YOUR OBJECTIVE:
Write out every line of the records below word for word, leaving out the pictures.

[Start of RECORD LIST]

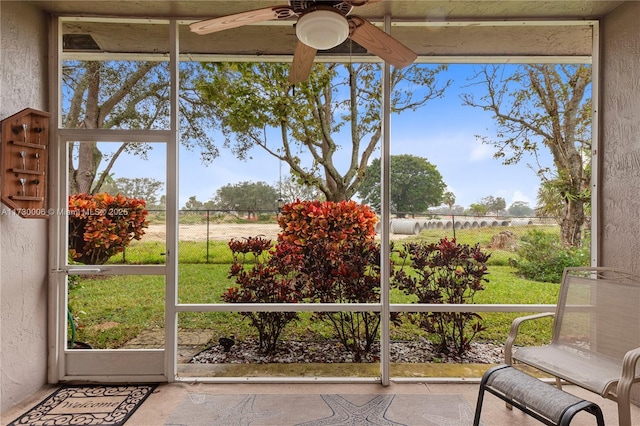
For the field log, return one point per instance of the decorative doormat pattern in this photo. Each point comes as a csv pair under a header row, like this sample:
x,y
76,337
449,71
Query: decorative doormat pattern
x,y
87,405
198,409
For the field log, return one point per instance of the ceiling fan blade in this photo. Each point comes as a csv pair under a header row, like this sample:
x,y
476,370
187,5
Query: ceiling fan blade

[End of RECORD LIST]

ANSWER TO THIS TASK:
For the field log, return one point per instance of the decorative doormat pattern in this photo. Each point comes as a csv pair under a header row, like this sample:
x,y
76,337
449,71
Query: decorative doormat pattern
x,y
87,405
198,409
For the field log, return one point per instance of the ceiling fan blade in this photo. Each point comes as a csv pair under a header row, like this sample:
x,y
476,370
187,5
Query: ceiling fan blade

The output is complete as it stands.